[Stored data]
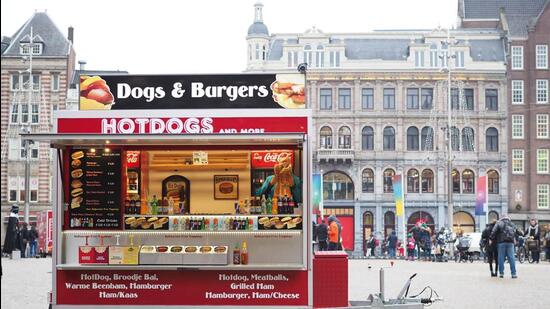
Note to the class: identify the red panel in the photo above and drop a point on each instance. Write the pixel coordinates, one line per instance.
(182, 287)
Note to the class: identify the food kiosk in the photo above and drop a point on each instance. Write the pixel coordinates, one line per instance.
(155, 203)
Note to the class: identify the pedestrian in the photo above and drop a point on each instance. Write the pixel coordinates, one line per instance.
(322, 235)
(504, 233)
(392, 244)
(33, 241)
(410, 247)
(533, 239)
(24, 231)
(333, 233)
(490, 247)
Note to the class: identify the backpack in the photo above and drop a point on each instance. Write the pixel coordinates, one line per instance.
(508, 231)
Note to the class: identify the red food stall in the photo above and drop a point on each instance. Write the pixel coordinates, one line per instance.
(154, 204)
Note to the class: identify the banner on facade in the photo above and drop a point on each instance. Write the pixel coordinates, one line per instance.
(398, 195)
(481, 196)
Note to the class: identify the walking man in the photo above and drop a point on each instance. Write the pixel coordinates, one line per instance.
(504, 233)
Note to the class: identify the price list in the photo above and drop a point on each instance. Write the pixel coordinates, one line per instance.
(95, 189)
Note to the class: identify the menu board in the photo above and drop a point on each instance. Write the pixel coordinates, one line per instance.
(95, 188)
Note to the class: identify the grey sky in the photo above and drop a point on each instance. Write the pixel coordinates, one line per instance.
(208, 36)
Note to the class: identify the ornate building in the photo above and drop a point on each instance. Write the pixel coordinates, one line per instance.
(379, 101)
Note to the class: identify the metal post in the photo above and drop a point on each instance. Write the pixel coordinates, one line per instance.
(27, 143)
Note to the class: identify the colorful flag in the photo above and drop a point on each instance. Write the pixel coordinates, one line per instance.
(481, 195)
(398, 195)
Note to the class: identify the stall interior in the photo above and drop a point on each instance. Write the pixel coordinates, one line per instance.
(193, 207)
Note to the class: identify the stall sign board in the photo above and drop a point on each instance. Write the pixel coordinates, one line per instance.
(95, 184)
(182, 287)
(127, 92)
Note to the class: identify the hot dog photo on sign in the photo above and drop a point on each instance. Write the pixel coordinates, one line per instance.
(289, 91)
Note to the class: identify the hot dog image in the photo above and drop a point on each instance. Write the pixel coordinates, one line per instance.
(289, 91)
(95, 93)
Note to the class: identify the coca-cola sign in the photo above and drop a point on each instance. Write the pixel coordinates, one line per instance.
(268, 158)
(132, 159)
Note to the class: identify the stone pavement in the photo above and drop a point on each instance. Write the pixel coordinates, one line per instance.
(25, 283)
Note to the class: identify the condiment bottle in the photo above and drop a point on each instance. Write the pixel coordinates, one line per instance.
(244, 254)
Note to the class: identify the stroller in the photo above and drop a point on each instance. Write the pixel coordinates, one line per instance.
(463, 255)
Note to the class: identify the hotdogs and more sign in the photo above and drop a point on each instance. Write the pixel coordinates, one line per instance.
(120, 92)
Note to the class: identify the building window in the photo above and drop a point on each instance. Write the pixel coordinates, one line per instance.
(491, 99)
(517, 92)
(518, 156)
(467, 139)
(455, 139)
(427, 137)
(368, 180)
(388, 180)
(337, 186)
(412, 98)
(542, 57)
(543, 126)
(412, 138)
(389, 98)
(344, 138)
(491, 140)
(367, 98)
(413, 181)
(427, 181)
(325, 100)
(493, 182)
(517, 57)
(517, 126)
(542, 91)
(542, 196)
(427, 98)
(389, 138)
(344, 98)
(367, 138)
(455, 175)
(468, 182)
(542, 161)
(326, 138)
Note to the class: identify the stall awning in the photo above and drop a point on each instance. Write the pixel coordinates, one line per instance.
(61, 140)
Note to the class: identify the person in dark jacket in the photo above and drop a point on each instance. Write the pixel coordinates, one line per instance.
(490, 247)
(503, 234)
(322, 235)
(33, 241)
(533, 239)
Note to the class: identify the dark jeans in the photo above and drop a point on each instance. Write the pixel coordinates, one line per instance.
(323, 245)
(506, 250)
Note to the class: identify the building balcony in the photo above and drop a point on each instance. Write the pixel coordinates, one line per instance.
(335, 155)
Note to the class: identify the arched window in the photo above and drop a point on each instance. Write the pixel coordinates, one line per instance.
(427, 138)
(413, 181)
(455, 139)
(337, 186)
(420, 217)
(326, 138)
(427, 181)
(389, 222)
(468, 139)
(368, 180)
(491, 139)
(456, 181)
(468, 181)
(389, 138)
(344, 138)
(367, 137)
(493, 182)
(388, 180)
(412, 138)
(463, 221)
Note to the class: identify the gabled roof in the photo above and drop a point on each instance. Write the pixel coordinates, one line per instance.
(44, 31)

> ASSIGNMENT:
Repeat all of the entries above exactly. Keep pictures out of it.

> FINISHED TASK:
Note to the class: identify the red panel in the photo above and drop a point on each instance. Write the pixel coordinates, one line per instance.
(182, 287)
Note to the class: identify the food kiosk in the photo above and drop a point on each instance. Write the pixel coordinates, one line per instance.
(155, 203)
Note to the class: identify the pedestrian in the photo above and drop a point on each instance. Write the pixel coordinates, one line per instance.
(322, 235)
(504, 233)
(392, 244)
(33, 241)
(410, 247)
(533, 239)
(24, 231)
(333, 233)
(490, 247)
Note to the class: identify the backpack in the photo above and drop a point on each instance. Write the pixel coordinates, one line per instance.
(508, 231)
Note to the class: identify the red food stall in the photo above and drop a point on each instance. Write the pixel coordinates, one line per instance.
(154, 204)
Note to the class: identify the banner on facade in the photo above and drop a point on each instance. Write the pixel coordinates, one line per instance.
(398, 195)
(481, 196)
Note to the class: identify the walking man in the photo above and drop a point on each instance. Write the pixel coordinates, one line per instance.
(504, 233)
Note to the class: identify the price list in the photo above and drop a point on each instance. Write the pixel coordinates, one line per instance.
(95, 189)
Note to the class: identify the menu board in the photo above and drop a point on each instance. Write the pixel coordinates, one line per instance.
(95, 188)
Note to the class: identify the grey sky in the photo above and drop a point on each instance. Write the pixel coordinates, one line per instance.
(208, 36)
Note to the class: identify the ornate building in the photo above and drop a point on each instance. Write the pixel coordinates, one line per instance.
(379, 101)
Note to the class: identify the metal post in the photo above and drop a point on each instance. Write the pixel coordinates, one line per instance.
(27, 143)
Note to the class: identify the colorful flag in the photo above and drop a point on each instance. Write the pixel coordinates, one line per instance.
(481, 195)
(398, 195)
Note to the class: identify the stall interior in the photo above and drop a point on each instance. Write the pixel coordinates, one line per instance.
(193, 207)
Note to the class: identify the stall sign board in the photo above and drop a point on each instance. Write the pixel coordinates, one line per instance.
(95, 184)
(182, 287)
(127, 92)
Note to the class: identify the hot dog photo on sign in the photo above and drop a point on each instance. Write the pixel coordinates, one line per instance.
(289, 91)
Note to the class: identify the hot dog image in the photo above and drop a point on each instance. Write the pixel coordinates, one line per instance.
(289, 91)
(95, 93)
Note to the class: identify the coca-cola sign in the photo above and drop a point on each instance. Write the pixel coordinates, one line per instance.
(268, 158)
(132, 159)
Note to the class: identify the stone pavement in the photo above and drop a point on each instance. Write the pixel coordinates, one line per instance.
(25, 283)
Note to the class: identify the condiment bottle in the photo above and drop a point on each instance. Write the pixel coordinates, one line per instance.
(244, 254)
Note to the class: identify the stroller in the photo above and drop a point on each instance. Write the pixel coordinates, one line per instance.
(463, 255)
Note to the class: identify the hotdogs and more sign in the photo above and drop a point on each instance. Write the pixel coordinates, one line per instance.
(120, 92)
Note to the class: identify the building window in the photo above and drop a point on each instance. Write the pixel coordinates, one line per instance.
(491, 99)
(517, 92)
(518, 156)
(467, 139)
(455, 139)
(427, 137)
(368, 180)
(388, 180)
(337, 186)
(412, 98)
(542, 57)
(543, 126)
(412, 138)
(389, 98)
(344, 138)
(491, 140)
(367, 98)
(413, 181)
(427, 181)
(325, 100)
(493, 182)
(517, 57)
(517, 126)
(542, 91)
(542, 196)
(427, 98)
(389, 138)
(344, 98)
(367, 138)
(455, 175)
(468, 182)
(542, 161)
(326, 138)
Note to the class: identify the stall awning in the photo above and drop a point on each instance. Write the pixel coordinates, one line per instance.
(61, 140)
Note to the class: identify the person in dark jacket in the photo above and drop a point on each instance. Write the pixel coordinates, one line per instance.
(490, 247)
(503, 234)
(322, 235)
(33, 241)
(533, 239)
Note to the class: identify the dark jeans in the photo above and drop a point on each instance. Write the pixel coordinates, one line per instance.
(323, 245)
(506, 250)
Note to the class: identify the building balcony in the photo above and drop a point on each instance. Write the pixel coordinates, one line per instance.
(335, 155)
Note to the class: identify the arched window in the photo above and drop a point on each instance. Write the pixel coordinates, one line per instance.
(427, 138)
(413, 181)
(455, 139)
(337, 186)
(420, 217)
(326, 138)
(427, 181)
(389, 222)
(468, 139)
(368, 180)
(491, 139)
(456, 181)
(468, 181)
(389, 138)
(344, 138)
(367, 137)
(493, 182)
(388, 180)
(412, 138)
(463, 221)
Note to the class: identify the gabled roof in the photo above and drop a point on each instance. Write the pixel coordinates, one line per instance.
(44, 31)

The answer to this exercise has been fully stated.